Collection entries
════════════════════
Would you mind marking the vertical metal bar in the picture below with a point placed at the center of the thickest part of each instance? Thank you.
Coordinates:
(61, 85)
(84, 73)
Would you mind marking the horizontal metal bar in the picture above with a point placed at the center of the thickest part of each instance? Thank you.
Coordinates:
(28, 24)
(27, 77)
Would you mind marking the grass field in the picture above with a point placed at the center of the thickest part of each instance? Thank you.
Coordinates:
════════════════════
TRY IT:
Reproduce all the records. Keep them exact, please.

ANSWER TO THIS EXERCISE:
Would you mind marking the vertical metal bar in the picture below with a point placed at the center of the thickest part of each instance? Thank you.
Coordinates:
(61, 85)
(84, 73)
Would you mind marking the horizontal metal bar in the picture above with a point placed at the center of the thickest part of each instance? Thank you.
Coordinates:
(28, 24)
(27, 77)
Would you mind marking the grass field in the picture above with a point placed at the center of the thickest part of each instance? Thank you.
Coordinates:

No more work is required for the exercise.